# Problem requirements
Please output the whole listing below exactly as it is.

....................

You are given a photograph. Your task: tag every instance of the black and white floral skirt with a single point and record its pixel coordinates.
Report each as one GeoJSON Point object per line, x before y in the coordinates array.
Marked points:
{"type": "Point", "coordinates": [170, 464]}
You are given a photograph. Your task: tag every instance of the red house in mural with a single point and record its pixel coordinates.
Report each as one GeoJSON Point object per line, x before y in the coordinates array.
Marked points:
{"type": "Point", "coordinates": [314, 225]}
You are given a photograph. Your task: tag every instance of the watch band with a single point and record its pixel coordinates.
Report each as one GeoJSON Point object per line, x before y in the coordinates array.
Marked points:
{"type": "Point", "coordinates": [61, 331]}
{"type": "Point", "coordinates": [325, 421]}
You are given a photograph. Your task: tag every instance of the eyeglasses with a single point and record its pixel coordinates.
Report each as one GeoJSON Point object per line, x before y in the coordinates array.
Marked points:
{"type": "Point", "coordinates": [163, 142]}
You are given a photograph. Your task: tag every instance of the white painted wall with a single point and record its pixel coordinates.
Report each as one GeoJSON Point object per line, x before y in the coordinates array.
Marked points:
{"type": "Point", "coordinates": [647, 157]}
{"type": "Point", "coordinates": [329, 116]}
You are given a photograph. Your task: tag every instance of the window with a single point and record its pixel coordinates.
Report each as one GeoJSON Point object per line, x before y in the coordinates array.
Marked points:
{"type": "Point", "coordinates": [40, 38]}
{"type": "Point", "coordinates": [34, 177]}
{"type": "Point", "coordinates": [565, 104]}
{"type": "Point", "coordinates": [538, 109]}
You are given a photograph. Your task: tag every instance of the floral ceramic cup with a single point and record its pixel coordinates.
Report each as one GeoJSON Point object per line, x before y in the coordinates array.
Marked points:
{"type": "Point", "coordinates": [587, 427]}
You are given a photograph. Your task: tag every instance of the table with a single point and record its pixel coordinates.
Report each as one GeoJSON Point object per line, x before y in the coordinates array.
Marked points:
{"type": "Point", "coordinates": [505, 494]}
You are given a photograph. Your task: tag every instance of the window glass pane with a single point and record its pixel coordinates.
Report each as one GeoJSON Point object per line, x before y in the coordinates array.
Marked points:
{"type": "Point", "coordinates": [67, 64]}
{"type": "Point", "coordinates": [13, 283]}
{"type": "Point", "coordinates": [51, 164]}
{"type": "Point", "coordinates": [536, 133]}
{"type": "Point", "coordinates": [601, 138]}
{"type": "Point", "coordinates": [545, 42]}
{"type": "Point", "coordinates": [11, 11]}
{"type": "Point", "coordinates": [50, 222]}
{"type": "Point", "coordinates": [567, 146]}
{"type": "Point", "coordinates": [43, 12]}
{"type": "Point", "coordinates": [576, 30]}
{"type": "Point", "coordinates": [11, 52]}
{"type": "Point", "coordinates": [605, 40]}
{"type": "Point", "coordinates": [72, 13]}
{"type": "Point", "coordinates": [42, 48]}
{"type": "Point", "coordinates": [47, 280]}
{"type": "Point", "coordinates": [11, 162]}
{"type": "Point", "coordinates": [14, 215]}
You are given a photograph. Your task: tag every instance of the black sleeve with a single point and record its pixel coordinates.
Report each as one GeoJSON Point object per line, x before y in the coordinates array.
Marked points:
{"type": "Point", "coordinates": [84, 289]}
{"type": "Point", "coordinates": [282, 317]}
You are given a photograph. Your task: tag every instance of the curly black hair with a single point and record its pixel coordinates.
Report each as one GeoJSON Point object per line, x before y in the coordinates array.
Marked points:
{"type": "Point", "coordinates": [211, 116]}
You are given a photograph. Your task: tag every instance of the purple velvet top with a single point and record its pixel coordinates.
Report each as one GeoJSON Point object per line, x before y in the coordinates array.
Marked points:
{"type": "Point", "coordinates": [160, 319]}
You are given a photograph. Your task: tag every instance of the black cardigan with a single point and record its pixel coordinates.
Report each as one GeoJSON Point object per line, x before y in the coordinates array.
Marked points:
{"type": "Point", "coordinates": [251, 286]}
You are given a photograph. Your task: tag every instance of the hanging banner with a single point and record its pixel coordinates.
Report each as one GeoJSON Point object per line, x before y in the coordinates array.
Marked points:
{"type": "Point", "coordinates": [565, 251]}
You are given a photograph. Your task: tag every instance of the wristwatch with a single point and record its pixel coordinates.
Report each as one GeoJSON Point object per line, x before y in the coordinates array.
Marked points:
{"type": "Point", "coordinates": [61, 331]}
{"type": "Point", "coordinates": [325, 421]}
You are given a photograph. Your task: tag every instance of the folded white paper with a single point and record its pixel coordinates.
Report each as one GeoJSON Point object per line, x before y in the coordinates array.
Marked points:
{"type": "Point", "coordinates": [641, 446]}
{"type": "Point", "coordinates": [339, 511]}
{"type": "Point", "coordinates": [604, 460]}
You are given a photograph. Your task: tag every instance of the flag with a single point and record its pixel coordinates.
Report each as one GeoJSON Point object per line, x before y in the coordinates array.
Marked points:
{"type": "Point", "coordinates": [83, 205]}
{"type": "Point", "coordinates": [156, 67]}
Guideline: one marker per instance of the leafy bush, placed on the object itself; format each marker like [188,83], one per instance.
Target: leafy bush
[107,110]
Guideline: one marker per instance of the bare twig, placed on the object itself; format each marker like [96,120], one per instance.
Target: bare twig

....................

# Output
You are given a photograph. Your task: tag every instance of the black and white floral skirt with a single point and record its pixel coordinates.
Report each as one GeoJSON Point object per line, x before y in the coordinates array.
Marked points:
{"type": "Point", "coordinates": [170, 464]}
You are given a photograph. Your task: tag every instance of the red house in mural with a single point and record its pixel coordinates.
Report each as one GeoJSON Point object per line, x before y in the coordinates array.
Marked points:
{"type": "Point", "coordinates": [314, 225]}
You are given a photograph. Your task: tag every instance of the watch band with a single point and record its pixel coordinates.
Report each as one GeoJSON Point object per line, x before y in the coordinates array.
Marked points:
{"type": "Point", "coordinates": [61, 331]}
{"type": "Point", "coordinates": [325, 421]}
You are given a photograph. Your task: tag every instance of the eyeglasses with a single point and record its pixel coordinates.
Report each as one GeoJSON Point object per line, x before y in the coordinates array.
Marked points:
{"type": "Point", "coordinates": [163, 142]}
You are given a photograph. Your task: tag every instance of the white painted wall with a single point and record its pixel coordinates.
Report each as one GeoJSON Point object per line, x before y in the coordinates array.
Marked points:
{"type": "Point", "coordinates": [647, 157]}
{"type": "Point", "coordinates": [329, 116]}
You are given a photograph. Your task: tag every instance of the window with a single point and record its pixel coordinates.
Report each as one GeoJSON Point object per line, x before y in the coordinates array.
Marked points:
{"type": "Point", "coordinates": [40, 38]}
{"type": "Point", "coordinates": [34, 177]}
{"type": "Point", "coordinates": [565, 104]}
{"type": "Point", "coordinates": [538, 109]}
You are given a photograph. Your task: tag every instance of the floral ceramic cup with a single point and record its pixel coordinates.
Report each as one GeoJSON Point object per line, x before y in the coordinates array.
Marked points:
{"type": "Point", "coordinates": [587, 427]}
You are given a photograph. Your task: tag every instance of the table with a single point and record its pixel coordinates.
Report each as one GeoJSON Point object per line, x before y in the coordinates array.
Marked points:
{"type": "Point", "coordinates": [505, 494]}
You are given a photograph. Your task: tag every instance of the window glass pane with a single point and record its pixel coordinates.
Report each as one GeoJSON Point object per line, x before y in the coordinates array.
Marked points:
{"type": "Point", "coordinates": [67, 64]}
{"type": "Point", "coordinates": [13, 283]}
{"type": "Point", "coordinates": [51, 164]}
{"type": "Point", "coordinates": [536, 133]}
{"type": "Point", "coordinates": [601, 138]}
{"type": "Point", "coordinates": [545, 42]}
{"type": "Point", "coordinates": [11, 11]}
{"type": "Point", "coordinates": [50, 222]}
{"type": "Point", "coordinates": [567, 146]}
{"type": "Point", "coordinates": [43, 12]}
{"type": "Point", "coordinates": [576, 30]}
{"type": "Point", "coordinates": [11, 52]}
{"type": "Point", "coordinates": [605, 40]}
{"type": "Point", "coordinates": [72, 13]}
{"type": "Point", "coordinates": [42, 48]}
{"type": "Point", "coordinates": [47, 280]}
{"type": "Point", "coordinates": [11, 162]}
{"type": "Point", "coordinates": [14, 215]}
You are given a photograph. Your task: tag every instance of the black sleeve with a single point and record its pixel coordinates.
Report each as one GeoJSON Point object per line, x before y in the coordinates array.
Marked points:
{"type": "Point", "coordinates": [84, 289]}
{"type": "Point", "coordinates": [282, 317]}
You are given a photograph. Your task: tag every instance of the curly black hair with a single point and record its pixel coordinates.
Report each as one GeoJSON Point object per line, x before y in the coordinates array.
Marked points:
{"type": "Point", "coordinates": [211, 116]}
You are given a photograph. Your task: tag every instance of the purple velvet top with a single point and record its pixel coordinates.
Report each as one GeoJSON Point object per line, x before y in the coordinates array.
Marked points:
{"type": "Point", "coordinates": [160, 319]}
You are given a photograph. Your task: tag every instance of the black cardigan with a single point and record its pixel coordinates.
Report each as one GeoJSON Point object per line, x before y in the coordinates array.
Marked points:
{"type": "Point", "coordinates": [251, 286]}
You are given a photograph. Your task: tag every instance of the hanging banner with a single point and record its pixel coordinates.
Report each as one GeoJSON Point object per line, x before y in the coordinates array.
Marked points:
{"type": "Point", "coordinates": [565, 251]}
You are given a photograph. Your task: tag every instance of the wristwatch with a single point and record its pixel coordinates.
Report each as one GeoJSON Point object per line, x before y in the coordinates array.
Marked points:
{"type": "Point", "coordinates": [61, 331]}
{"type": "Point", "coordinates": [325, 421]}
You are given a photograph. Your task: tag every instance of the folded white paper with a single point and record its pixel coordinates.
Report each as one GeoJSON Point object per line, x before y in the coordinates array.
Marked points:
{"type": "Point", "coordinates": [641, 446]}
{"type": "Point", "coordinates": [339, 511]}
{"type": "Point", "coordinates": [604, 460]}
You are given a photograph. Your task: tag every instance of the flag with a single point and record its pixel coordinates.
Report each as one GeoJSON Point object per line, x before y in the coordinates array.
Marked points:
{"type": "Point", "coordinates": [83, 205]}
{"type": "Point", "coordinates": [156, 67]}
Guideline: one marker per instance of the leafy bush, placed on the object itself; format each marker like [188,83], one per instance.
Target: leafy bush
[107,110]
Guideline: one marker per instance of the bare twig, placed on the object itself; format each marker like [96,120], one per instance.
Target: bare twig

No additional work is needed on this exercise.